[Work to be completed] Find every line in the listing below that contains the word "pink", and copy each of those lines. Treat uppercase and lowercase letters as different.

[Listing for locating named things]
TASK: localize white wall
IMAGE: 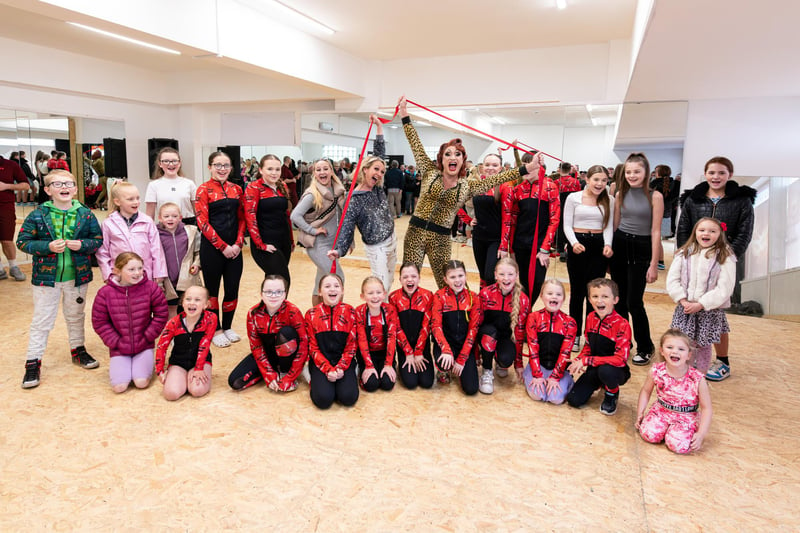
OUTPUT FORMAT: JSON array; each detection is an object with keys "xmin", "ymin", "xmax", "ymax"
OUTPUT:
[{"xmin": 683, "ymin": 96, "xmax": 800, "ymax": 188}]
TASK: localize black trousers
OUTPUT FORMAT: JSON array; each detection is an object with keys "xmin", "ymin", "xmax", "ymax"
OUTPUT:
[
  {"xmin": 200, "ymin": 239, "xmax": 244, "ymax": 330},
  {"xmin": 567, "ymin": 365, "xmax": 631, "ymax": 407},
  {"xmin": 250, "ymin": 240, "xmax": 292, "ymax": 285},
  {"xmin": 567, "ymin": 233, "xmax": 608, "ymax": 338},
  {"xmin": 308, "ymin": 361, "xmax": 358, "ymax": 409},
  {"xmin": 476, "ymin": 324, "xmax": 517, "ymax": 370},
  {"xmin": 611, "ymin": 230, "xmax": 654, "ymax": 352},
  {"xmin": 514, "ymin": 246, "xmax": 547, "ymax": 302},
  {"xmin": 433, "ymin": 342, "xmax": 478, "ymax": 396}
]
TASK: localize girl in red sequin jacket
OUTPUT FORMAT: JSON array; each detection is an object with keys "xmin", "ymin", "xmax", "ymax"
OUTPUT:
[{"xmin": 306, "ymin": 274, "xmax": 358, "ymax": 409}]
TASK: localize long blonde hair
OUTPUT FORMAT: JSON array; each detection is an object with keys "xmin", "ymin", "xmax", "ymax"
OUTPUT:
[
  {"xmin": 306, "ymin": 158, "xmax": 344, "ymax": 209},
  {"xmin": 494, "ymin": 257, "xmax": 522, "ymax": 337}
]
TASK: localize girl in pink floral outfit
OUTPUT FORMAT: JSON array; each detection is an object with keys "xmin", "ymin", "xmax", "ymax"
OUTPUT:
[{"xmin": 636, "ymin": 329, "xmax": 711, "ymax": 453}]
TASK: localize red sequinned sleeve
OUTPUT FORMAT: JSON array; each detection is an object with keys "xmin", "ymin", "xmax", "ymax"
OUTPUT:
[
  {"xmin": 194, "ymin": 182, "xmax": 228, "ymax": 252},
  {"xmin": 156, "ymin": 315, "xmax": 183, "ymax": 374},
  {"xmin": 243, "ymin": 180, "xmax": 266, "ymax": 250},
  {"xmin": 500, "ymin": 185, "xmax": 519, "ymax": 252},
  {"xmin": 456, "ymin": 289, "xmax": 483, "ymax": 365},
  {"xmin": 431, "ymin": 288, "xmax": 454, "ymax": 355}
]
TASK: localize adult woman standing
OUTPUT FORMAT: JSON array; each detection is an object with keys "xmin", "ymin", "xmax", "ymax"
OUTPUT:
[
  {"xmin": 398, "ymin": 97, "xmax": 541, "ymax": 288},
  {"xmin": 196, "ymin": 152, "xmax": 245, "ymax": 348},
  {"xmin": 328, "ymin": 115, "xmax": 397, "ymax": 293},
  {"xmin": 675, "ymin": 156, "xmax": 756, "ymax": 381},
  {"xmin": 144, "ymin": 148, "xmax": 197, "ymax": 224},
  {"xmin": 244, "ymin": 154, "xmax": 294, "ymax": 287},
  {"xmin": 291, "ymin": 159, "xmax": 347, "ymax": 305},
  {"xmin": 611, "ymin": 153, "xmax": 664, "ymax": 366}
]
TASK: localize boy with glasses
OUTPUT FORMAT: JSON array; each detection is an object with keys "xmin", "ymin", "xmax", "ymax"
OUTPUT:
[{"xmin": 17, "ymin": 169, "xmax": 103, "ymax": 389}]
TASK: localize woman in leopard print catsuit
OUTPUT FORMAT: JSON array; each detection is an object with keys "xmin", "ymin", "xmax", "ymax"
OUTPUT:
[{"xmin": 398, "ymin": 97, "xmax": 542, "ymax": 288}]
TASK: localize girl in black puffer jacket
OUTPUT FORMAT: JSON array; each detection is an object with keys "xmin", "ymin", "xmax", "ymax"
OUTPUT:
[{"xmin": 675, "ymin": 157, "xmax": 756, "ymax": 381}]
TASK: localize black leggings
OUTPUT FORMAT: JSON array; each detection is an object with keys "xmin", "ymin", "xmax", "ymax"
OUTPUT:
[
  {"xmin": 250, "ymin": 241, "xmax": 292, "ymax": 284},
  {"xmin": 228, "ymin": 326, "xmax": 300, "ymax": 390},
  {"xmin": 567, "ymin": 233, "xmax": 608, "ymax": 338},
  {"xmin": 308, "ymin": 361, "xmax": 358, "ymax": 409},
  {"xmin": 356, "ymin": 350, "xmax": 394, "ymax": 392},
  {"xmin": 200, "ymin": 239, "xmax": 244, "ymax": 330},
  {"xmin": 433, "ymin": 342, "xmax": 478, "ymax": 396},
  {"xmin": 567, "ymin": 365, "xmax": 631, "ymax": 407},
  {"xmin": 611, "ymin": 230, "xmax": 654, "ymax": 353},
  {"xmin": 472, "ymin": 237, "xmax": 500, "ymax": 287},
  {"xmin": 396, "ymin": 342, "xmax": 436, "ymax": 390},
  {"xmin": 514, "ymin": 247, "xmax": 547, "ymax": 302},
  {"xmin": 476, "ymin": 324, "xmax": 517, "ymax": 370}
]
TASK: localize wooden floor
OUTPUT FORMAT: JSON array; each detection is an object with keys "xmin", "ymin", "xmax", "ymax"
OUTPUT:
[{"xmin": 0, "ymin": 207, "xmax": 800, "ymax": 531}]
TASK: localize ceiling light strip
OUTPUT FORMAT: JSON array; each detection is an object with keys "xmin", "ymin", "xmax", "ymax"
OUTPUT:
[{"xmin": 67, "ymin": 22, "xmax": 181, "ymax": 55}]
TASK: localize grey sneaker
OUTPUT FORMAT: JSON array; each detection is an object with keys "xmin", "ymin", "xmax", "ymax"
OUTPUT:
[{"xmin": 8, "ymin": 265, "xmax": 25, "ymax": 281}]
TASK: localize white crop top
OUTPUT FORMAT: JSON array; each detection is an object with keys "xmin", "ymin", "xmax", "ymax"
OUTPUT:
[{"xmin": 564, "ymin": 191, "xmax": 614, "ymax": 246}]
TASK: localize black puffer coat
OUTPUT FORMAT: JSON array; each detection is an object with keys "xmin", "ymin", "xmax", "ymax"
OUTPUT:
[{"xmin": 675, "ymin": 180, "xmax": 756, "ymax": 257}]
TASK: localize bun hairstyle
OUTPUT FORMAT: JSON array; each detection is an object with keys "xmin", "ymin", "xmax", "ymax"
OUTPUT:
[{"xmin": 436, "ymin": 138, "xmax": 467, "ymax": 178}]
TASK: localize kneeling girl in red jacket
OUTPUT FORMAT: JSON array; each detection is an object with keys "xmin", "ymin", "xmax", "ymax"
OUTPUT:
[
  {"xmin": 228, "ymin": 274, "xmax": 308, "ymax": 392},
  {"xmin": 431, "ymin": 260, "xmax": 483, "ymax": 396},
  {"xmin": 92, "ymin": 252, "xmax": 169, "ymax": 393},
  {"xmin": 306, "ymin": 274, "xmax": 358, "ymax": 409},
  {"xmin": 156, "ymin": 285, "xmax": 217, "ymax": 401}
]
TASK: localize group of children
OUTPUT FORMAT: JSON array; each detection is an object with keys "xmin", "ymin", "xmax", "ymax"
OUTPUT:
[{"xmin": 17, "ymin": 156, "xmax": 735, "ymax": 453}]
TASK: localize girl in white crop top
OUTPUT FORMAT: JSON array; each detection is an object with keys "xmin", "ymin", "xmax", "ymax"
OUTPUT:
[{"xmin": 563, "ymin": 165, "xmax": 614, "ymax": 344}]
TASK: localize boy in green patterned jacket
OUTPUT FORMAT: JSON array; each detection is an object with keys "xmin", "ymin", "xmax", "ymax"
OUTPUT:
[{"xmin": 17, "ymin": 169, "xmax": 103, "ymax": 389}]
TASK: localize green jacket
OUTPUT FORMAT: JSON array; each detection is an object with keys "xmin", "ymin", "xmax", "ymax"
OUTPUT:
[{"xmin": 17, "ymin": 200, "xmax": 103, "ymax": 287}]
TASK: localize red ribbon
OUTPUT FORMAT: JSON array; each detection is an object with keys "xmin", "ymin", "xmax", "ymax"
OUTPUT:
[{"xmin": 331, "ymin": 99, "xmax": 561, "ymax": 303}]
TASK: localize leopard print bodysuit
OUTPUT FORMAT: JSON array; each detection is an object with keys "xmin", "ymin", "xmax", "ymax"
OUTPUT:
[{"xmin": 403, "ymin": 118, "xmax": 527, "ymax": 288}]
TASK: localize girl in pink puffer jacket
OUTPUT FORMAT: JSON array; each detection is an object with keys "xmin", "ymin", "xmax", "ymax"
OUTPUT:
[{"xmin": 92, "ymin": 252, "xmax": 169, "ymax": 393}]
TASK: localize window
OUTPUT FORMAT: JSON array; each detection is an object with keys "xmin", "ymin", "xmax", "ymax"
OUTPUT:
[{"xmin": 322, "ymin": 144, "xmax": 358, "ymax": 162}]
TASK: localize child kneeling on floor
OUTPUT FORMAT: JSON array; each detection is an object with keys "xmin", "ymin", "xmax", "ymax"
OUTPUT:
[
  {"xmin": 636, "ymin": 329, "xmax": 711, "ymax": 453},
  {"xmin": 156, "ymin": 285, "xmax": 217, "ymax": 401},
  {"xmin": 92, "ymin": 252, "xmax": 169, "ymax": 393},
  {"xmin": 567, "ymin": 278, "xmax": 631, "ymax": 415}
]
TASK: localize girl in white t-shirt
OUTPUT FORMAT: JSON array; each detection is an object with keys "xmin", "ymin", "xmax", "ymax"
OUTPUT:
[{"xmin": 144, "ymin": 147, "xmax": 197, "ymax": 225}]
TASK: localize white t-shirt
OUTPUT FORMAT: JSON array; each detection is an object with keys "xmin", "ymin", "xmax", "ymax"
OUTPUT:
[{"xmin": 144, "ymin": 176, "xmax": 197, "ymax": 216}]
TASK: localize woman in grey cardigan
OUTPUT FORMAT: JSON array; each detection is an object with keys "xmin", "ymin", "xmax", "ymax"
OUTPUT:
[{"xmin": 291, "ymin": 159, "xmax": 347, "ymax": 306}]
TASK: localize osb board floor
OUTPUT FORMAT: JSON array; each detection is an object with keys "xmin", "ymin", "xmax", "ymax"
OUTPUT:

[Answer to the problem]
TASK: localize girl in pink floral outfit
TASK: localize girl in pink puffer jacket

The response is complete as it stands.